• _Data for this exercise_
########################################

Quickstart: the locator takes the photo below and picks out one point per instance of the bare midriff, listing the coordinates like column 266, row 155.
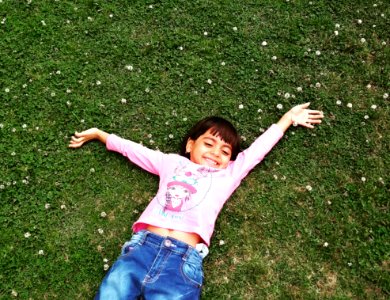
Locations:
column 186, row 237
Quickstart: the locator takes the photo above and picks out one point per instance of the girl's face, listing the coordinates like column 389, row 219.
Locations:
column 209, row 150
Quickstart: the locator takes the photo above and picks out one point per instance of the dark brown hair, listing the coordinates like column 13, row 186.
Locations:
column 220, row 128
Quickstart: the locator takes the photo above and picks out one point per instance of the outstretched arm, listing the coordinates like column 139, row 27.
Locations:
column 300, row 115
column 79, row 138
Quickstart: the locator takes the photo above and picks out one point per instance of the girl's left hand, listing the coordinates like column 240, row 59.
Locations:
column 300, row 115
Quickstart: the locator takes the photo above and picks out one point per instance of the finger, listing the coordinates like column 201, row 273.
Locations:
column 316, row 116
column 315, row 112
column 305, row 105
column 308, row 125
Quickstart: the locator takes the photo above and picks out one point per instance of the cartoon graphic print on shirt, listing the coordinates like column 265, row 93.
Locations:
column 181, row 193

########################################

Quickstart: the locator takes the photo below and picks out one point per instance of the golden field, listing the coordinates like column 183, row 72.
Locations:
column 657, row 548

########################################

Copy out the lines exactly, starting with the line that contains "266, row 155." and going on through the line that contains "column 220, row 128", both included. Leave the pictures out of your answer.

Quickstart: the locator takes the photo below and picks out one point per instance of the bare midriff, listing the coordinates like column 266, row 155.
Locations:
column 186, row 237
Quickstart: the locator takes the photo above and picks out one point per instance of the girl's face, listing the coordinates like column 389, row 219.
Locations:
column 209, row 150
Quickstart: the locator takes the photo above and picks out one point per instance of the dark brown hair, listing the coordinates like column 13, row 186.
Locations:
column 220, row 128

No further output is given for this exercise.